DATASET EXCERPTS
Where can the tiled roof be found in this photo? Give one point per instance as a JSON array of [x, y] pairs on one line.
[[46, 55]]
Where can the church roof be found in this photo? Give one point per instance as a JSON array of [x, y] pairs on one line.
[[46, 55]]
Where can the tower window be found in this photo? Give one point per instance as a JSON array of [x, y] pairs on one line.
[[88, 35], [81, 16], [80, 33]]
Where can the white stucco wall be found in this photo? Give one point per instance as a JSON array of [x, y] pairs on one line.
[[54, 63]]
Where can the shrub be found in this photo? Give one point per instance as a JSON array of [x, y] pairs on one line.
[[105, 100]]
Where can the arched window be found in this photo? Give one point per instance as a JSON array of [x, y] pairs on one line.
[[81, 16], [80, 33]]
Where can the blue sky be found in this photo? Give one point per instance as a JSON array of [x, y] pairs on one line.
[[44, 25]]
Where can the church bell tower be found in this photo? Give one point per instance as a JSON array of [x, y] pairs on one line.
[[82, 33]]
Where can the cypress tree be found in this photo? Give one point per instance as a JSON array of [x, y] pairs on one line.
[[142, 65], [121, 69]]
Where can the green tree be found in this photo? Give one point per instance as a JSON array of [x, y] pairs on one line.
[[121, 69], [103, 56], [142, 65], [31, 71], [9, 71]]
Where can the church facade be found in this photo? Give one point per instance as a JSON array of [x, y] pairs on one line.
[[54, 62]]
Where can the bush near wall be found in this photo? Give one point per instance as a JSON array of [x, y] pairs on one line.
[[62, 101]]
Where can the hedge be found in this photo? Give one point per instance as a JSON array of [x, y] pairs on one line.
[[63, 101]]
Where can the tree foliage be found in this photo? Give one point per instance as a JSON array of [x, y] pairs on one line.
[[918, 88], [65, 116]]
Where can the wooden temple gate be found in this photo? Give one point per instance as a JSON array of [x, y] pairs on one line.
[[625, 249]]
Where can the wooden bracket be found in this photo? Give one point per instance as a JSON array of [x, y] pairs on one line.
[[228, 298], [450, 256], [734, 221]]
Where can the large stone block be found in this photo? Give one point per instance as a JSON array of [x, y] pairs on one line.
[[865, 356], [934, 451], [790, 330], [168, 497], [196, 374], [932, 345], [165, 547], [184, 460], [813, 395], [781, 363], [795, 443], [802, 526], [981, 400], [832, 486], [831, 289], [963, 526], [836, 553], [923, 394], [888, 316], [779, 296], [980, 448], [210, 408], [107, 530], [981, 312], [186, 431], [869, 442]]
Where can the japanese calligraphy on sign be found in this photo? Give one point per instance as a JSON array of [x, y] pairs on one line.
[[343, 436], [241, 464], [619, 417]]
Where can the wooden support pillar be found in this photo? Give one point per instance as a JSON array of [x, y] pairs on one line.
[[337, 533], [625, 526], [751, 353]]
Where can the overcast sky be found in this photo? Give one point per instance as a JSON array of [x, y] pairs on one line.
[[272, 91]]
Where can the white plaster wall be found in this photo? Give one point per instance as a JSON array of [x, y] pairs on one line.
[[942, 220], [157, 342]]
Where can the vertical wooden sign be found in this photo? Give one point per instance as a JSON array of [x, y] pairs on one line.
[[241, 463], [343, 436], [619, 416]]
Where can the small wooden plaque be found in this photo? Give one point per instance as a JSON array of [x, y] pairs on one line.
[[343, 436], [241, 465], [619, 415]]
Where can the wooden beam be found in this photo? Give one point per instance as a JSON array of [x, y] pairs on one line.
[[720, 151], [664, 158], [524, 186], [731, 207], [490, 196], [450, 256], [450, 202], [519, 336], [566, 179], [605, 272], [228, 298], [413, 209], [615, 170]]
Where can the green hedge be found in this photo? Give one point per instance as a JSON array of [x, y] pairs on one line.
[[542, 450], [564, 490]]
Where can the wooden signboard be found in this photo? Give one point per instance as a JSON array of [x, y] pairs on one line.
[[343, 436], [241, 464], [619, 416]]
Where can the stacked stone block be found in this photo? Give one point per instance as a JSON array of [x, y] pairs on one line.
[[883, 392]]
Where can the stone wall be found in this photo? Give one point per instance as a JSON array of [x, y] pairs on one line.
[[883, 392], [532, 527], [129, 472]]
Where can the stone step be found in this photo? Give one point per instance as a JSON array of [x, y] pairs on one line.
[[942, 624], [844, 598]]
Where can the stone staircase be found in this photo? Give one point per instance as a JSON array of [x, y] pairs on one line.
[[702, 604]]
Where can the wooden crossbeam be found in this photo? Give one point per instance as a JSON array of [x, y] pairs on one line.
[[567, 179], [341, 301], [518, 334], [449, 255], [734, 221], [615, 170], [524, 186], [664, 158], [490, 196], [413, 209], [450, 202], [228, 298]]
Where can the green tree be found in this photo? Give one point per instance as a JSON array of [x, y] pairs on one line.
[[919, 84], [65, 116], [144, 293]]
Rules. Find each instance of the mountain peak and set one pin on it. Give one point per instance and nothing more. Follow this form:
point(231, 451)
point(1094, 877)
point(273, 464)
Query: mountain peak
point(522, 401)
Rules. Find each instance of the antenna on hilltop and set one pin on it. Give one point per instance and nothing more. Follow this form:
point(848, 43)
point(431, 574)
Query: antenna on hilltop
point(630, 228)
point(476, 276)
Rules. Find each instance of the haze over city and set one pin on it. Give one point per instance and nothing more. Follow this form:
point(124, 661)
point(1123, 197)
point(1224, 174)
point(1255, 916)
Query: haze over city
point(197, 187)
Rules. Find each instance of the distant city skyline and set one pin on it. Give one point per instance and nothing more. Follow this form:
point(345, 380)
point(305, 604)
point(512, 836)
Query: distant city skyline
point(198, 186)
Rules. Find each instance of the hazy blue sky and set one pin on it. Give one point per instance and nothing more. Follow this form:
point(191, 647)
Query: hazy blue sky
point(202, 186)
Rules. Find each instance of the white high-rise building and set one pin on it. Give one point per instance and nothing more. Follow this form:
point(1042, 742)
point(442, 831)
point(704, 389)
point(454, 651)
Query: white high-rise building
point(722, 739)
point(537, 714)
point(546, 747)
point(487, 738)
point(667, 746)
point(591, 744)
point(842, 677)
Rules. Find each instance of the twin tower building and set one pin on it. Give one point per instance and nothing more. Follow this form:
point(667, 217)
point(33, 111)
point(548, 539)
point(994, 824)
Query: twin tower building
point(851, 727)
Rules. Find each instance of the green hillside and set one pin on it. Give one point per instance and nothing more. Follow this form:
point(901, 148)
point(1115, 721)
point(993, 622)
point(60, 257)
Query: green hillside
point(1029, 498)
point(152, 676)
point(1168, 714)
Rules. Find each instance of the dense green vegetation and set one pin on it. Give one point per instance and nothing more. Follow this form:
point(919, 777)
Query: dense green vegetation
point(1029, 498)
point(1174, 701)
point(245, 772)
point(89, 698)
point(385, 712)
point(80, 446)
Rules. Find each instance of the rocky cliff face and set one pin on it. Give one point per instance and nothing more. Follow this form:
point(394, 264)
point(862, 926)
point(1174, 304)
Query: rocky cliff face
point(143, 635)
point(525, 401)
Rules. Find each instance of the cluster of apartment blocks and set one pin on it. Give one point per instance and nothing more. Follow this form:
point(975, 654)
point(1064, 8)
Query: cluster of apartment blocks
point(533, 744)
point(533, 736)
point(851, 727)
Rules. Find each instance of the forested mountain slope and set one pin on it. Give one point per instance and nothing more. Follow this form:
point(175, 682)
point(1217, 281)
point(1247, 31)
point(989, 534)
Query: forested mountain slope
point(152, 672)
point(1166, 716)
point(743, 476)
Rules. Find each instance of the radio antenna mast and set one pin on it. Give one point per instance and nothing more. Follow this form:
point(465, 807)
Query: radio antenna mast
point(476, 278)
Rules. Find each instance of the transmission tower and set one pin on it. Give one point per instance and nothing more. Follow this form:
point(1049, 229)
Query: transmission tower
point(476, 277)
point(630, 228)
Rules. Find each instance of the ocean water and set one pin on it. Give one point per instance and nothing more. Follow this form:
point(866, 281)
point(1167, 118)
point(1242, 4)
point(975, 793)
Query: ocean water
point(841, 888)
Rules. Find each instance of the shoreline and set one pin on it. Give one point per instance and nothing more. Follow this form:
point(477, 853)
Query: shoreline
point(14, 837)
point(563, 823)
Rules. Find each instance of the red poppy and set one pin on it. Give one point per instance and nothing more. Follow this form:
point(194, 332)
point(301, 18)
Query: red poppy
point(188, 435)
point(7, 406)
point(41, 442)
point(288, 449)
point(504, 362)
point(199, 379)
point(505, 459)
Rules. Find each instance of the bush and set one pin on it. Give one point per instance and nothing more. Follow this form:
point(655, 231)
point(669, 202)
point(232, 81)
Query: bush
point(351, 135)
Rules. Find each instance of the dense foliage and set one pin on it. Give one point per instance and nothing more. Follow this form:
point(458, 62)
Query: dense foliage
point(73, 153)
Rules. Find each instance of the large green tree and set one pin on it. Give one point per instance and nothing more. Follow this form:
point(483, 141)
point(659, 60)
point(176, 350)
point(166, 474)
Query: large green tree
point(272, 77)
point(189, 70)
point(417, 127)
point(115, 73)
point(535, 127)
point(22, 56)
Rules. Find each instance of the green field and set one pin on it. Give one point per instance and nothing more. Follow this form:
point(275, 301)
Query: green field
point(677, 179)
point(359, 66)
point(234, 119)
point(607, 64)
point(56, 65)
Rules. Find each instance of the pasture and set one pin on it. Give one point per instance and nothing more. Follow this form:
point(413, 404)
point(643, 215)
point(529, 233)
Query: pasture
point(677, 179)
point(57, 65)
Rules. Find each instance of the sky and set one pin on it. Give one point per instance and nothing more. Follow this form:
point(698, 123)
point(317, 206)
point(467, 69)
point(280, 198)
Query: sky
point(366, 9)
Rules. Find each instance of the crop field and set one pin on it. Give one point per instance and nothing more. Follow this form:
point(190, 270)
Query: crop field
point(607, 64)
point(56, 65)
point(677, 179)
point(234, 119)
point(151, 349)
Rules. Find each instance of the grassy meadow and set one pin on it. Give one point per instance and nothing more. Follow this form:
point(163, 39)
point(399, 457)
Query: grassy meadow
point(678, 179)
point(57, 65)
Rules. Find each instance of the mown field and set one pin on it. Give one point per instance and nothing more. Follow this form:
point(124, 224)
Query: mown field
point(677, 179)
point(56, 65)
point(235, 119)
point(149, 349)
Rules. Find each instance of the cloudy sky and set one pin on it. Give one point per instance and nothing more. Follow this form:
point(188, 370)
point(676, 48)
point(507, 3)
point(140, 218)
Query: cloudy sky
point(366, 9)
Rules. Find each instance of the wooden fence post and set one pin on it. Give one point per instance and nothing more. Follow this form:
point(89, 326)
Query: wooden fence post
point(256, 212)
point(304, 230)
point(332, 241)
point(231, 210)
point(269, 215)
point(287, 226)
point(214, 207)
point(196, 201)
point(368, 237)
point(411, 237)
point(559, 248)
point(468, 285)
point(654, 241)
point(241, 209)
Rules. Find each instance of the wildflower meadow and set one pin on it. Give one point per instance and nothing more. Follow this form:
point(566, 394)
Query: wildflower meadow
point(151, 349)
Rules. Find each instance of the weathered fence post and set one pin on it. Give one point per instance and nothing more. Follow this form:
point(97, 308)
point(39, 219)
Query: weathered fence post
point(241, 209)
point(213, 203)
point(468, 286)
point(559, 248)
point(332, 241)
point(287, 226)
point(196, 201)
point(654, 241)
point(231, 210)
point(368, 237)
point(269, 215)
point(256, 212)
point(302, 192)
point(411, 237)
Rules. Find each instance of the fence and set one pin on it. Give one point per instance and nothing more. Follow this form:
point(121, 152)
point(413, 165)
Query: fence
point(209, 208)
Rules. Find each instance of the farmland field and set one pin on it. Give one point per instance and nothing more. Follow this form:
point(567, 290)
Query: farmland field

WHAT YOU NEED TO DO
Work out how many lines in the material above hold the word "farmland"; answer with the number only.

SOLUTION TO THE PROBLEM
2